# What the exercise asks
Only lines holding the word "helmet" are wanted from the records; copy all of them.

[[ Exercise material open ]]

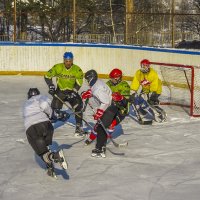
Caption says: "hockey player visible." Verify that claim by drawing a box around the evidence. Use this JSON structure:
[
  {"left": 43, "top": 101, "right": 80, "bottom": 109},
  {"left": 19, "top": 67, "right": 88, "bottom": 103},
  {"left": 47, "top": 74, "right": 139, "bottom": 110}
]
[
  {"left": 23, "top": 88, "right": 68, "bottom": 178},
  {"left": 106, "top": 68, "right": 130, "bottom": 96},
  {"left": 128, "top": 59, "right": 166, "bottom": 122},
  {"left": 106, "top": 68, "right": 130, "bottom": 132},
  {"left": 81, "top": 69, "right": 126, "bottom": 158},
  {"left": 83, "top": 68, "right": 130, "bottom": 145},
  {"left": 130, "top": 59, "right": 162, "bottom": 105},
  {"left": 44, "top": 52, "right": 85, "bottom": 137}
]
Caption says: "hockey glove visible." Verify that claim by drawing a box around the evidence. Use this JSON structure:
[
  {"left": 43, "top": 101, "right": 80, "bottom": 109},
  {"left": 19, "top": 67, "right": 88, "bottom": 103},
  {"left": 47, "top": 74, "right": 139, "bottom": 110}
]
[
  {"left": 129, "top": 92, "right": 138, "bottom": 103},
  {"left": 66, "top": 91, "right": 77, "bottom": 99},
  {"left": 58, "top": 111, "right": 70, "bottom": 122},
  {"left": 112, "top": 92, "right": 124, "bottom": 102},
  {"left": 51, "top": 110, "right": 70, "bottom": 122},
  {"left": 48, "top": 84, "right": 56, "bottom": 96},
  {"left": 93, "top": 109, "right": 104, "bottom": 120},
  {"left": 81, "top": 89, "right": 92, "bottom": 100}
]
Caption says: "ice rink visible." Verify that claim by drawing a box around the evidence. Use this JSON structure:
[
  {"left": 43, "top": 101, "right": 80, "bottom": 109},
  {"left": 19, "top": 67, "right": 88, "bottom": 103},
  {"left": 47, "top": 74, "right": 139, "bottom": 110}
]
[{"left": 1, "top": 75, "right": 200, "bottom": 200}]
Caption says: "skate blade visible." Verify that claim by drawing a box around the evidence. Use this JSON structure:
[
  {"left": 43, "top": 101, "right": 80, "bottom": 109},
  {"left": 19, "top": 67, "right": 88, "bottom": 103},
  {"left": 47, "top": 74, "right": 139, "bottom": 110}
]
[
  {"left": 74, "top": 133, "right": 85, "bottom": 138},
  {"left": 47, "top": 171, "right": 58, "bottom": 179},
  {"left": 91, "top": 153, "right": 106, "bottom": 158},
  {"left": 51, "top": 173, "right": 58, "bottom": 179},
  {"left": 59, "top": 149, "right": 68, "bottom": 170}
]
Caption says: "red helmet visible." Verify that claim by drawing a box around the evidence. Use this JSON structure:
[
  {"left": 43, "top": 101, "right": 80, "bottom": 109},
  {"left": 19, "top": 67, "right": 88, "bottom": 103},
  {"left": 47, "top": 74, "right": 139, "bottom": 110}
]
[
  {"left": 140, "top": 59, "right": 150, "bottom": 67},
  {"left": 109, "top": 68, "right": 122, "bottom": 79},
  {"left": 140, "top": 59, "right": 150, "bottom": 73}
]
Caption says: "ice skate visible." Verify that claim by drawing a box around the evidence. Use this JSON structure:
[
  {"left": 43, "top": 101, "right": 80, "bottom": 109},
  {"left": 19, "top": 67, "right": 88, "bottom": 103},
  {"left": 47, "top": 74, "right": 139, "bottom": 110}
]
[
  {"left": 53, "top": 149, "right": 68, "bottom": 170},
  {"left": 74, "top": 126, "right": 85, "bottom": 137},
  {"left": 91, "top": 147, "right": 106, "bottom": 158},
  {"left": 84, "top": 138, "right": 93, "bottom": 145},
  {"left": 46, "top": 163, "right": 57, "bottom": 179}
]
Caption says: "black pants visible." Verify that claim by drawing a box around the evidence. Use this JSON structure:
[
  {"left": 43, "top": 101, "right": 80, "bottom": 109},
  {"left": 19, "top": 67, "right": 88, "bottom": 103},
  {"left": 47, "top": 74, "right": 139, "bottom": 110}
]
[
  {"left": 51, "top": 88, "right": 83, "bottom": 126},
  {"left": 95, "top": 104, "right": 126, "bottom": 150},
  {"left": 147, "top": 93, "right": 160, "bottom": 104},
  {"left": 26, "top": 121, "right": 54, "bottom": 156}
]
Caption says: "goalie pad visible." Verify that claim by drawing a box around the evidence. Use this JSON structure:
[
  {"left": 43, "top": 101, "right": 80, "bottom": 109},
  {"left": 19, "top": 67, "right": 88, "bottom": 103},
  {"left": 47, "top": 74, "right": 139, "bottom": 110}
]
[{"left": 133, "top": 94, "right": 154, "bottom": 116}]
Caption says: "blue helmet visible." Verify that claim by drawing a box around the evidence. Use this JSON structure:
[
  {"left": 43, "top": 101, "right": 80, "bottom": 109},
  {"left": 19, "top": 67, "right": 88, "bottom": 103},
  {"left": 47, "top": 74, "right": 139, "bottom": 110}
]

[[ Exercise material closed ]]

# Exercise result
Caption says: "red helmet visible." Verify that claim by drawing a box around the evidence. Use this JSON structure:
Caption says: "blue helmet visible." Verify that claim by drawing a box around the evidence. Use this JSON structure:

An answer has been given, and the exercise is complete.